**Task brief:** Convert the data below into a numbered list with no blank lines, and omit the pictures.

═════ Supplied records ═════

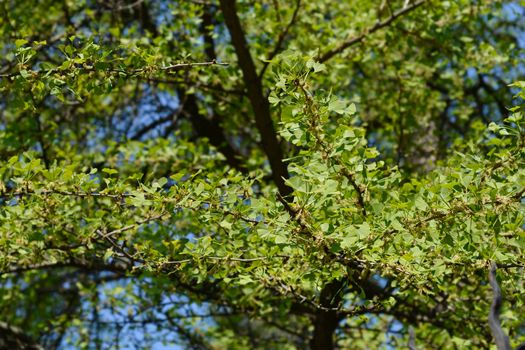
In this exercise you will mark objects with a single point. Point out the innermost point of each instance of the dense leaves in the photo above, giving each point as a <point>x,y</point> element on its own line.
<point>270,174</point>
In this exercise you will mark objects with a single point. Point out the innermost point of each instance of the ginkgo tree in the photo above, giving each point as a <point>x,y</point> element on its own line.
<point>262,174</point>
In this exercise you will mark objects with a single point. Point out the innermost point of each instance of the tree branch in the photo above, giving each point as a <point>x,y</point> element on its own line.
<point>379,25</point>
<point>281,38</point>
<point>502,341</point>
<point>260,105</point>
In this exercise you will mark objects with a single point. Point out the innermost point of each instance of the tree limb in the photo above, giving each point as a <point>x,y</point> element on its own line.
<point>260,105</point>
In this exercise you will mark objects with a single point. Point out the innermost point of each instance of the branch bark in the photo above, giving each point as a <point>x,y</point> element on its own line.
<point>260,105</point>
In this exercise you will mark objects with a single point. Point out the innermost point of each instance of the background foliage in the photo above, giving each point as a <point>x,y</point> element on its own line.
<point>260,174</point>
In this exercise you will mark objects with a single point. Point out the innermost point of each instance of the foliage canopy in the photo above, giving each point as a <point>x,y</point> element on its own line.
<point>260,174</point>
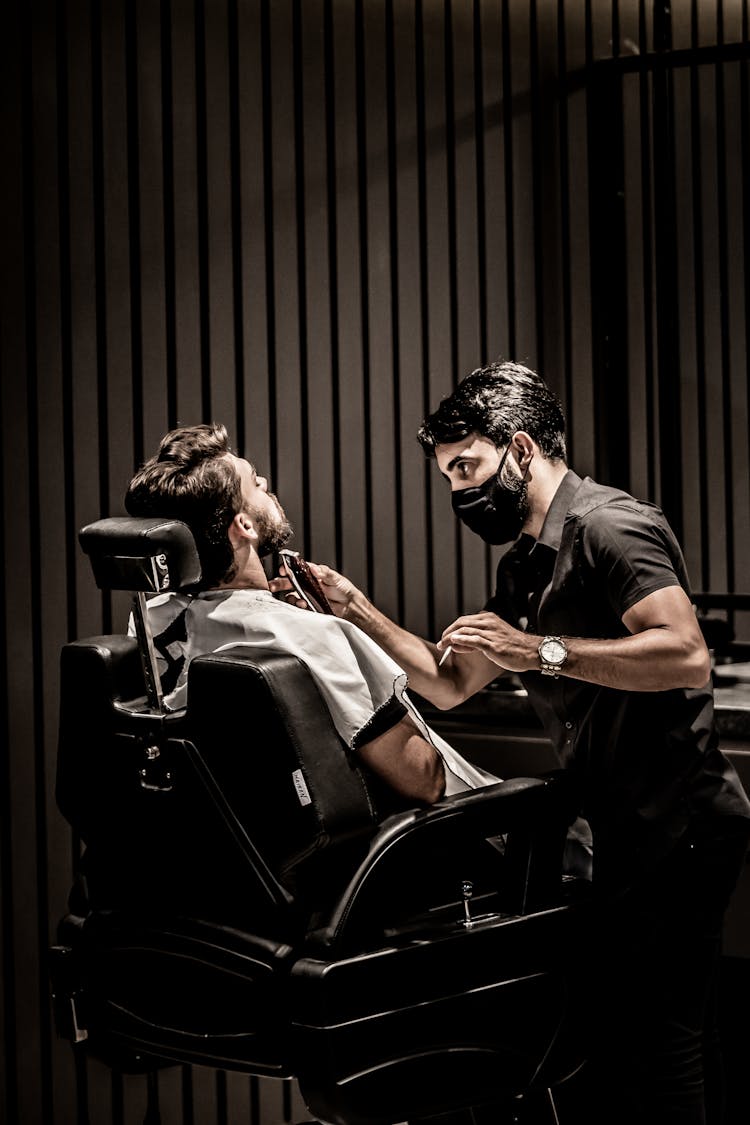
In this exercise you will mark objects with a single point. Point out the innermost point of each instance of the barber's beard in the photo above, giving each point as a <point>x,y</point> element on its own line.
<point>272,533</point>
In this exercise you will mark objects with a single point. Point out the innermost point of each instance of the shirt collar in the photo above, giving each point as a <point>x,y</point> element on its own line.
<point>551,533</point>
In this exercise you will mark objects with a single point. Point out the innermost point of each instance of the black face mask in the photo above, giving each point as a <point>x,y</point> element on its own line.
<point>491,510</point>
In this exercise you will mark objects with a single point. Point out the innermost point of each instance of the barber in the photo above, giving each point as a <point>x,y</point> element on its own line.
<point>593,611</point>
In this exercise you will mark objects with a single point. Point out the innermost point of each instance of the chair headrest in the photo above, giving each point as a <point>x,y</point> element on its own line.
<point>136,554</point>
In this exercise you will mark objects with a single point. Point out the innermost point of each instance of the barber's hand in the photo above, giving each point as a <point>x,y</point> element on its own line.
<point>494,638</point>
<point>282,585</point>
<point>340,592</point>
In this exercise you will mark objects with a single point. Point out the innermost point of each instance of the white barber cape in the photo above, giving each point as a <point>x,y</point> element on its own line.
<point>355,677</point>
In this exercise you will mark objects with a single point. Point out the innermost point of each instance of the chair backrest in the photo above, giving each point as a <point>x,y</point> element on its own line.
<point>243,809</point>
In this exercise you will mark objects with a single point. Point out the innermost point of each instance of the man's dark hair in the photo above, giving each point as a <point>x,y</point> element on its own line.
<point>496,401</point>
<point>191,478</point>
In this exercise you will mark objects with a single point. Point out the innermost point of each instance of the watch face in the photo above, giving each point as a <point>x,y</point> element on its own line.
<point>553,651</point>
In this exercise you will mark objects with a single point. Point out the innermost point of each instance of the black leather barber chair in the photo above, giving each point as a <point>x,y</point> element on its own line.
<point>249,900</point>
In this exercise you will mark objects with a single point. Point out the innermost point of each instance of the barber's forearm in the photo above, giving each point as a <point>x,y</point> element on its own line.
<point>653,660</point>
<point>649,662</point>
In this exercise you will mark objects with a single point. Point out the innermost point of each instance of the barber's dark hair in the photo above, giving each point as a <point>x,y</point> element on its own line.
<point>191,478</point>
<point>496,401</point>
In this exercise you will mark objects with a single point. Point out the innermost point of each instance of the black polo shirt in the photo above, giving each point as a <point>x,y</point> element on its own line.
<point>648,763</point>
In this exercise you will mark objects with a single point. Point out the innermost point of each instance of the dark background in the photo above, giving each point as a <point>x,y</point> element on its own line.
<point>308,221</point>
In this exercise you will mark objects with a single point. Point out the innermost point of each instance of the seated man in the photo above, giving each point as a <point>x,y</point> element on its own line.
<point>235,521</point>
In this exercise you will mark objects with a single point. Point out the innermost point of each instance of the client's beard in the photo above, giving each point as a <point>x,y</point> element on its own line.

═════

**Finished answer:**
1. In this exercise you will mark objects with a single point. Point out the innermost point of each instance of the dense leaves in the photo above, giving each point as a <point>x,y</point> element on its own line.
2. <point>270,174</point>
3. In this exercise you will mark objects with a single point. Point out the innermost point of each instance of the ginkgo tree in the photo above, giving each point as a <point>x,y</point> element on its own line.
4. <point>262,174</point>
5. In this exercise you will mark objects with a single point. Point out the innermost point of each instance of the tree branch in the photo above, giving each point as a <point>x,y</point> element on its own line.
6. <point>379,25</point>
7. <point>281,38</point>
8. <point>502,341</point>
9. <point>260,105</point>
10. In this exercise you will mark objects with a single point. Point out the innermost point of each instance of the tree limb in the photo above, giving each point as a <point>x,y</point> element on its own line.
11. <point>260,105</point>
12. In this exercise you will mark objects with a single point. Point out the innermost point of each instance of the branch bark in the photo above, giving each point as a <point>x,y</point> element on its own line.
13. <point>260,105</point>
14. In this exercise you will mark objects with a single point. Point out the innermost point of each instance of the background foliage in the photo above, giving each point as a <point>x,y</point> element on its own line.
15. <point>260,174</point>
16. In this exercise you will mark objects with a single point. Point out the innermost point of each instance of the foliage canopy in the photo above, giving each point as a <point>x,y</point> element on its own line.
17. <point>260,174</point>
18. In this exercise you will mark objects with a single point. Point out the innermost point of each instance of the barber's beard in the photo above, giving each point as a <point>x,y</point> element on its own line.
19. <point>272,533</point>
20. In this exercise you will mark objects with a single point. Point out the innermost point of each instance of the shirt collar in the photo above, giving each point as a <point>x,y</point> element on its own line.
21. <point>551,533</point>
22. In this exercise you will mark objects with a single point. Point out the innermost point of each instance of the black face mask in the photo above, giving each point as a <point>x,y</point> element on its own line.
23. <point>491,510</point>
24. In this exercise you will mark objects with a single point. Point out the innermost point of each instance of the barber in the photo above, giving each point as a <point>x,y</point> element on its own line.
25. <point>593,611</point>
26. In this exercise you will mark objects with a single point. Point out the innermost point of each instance of the chair headrest in the photo above, giving each point as a <point>x,y</point> element on its own line.
27. <point>136,554</point>
28. In this exercise you will mark objects with a single point. Point out the innermost point of each instance of the barber's hand in the photo above, giving each point as a <point>x,y</point> element on its own line.
29. <point>494,638</point>
30. <point>282,585</point>
31. <point>340,592</point>
32. In this exercise you will mark objects with a single point. Point out the innermost point of each instance of the white barber cape in the photo above, giving each point as a <point>x,y</point> element on its own line.
33. <point>355,677</point>
34. In this exercise you will mark objects with a single point. Point out the innermost point of each instance of the chair backrest in the photo above, giving each point as a <point>x,y</point> element on its own line.
35. <point>243,809</point>
36. In this exercise you will mark objects with a single point. Point out the innermost point of each instance of the man's dark hair in the photo above, giving each point as a <point>x,y</point> element on its own line.
37. <point>496,401</point>
38. <point>191,478</point>
39. In this exercise you will mark objects with a single point. Point out the innermost point of each instance of the watch face in the photo above, giving each point as a <point>x,y</point> element on its own line.
40. <point>553,651</point>
41. In this exercise you will mark objects with a single point. Point out the innermost point of each instance of the black leather barber chair in the photo above, giving each point as a <point>x,y</point> element on its own line.
42. <point>249,900</point>
43. In this exercise you will mark objects with a single point. Point out the innermost point of each instance of the barber's forearm in the photo above, giving each point as a <point>x,y</point> element on its own line.
44. <point>653,660</point>
45. <point>649,662</point>
46. In this exercise you will mark objects with a single point. Point out the innermost point of each instance of the barber's dark hair in the photo above, giving each point as a <point>x,y</point> element on its own line.
47. <point>191,478</point>
48. <point>496,401</point>
49. In this exercise you will mark objects with a single point. Point out the innermost point of each instance of the black polo shirt in the photo above, giving each point as a <point>x,y</point> element on its own line.
50. <point>648,763</point>
51. In this exercise you will mark objects with a single point. Point out the innermost point of each instance of the dark background in the photo above, giving each point as a <point>x,y</point> element on its own line.
52. <point>308,221</point>
53. In this exercise you will mark objects with a single point. Point out the innermost point of each instance of the seated man in the photo above, giving each point as a <point>x,y</point> element on its own line.
54. <point>235,521</point>
55. In this exercise you will mark objects with a single point. Point out the innermost point of each instance of the client's beard in the photo above, giving each point as a <point>x,y</point> element on its own line.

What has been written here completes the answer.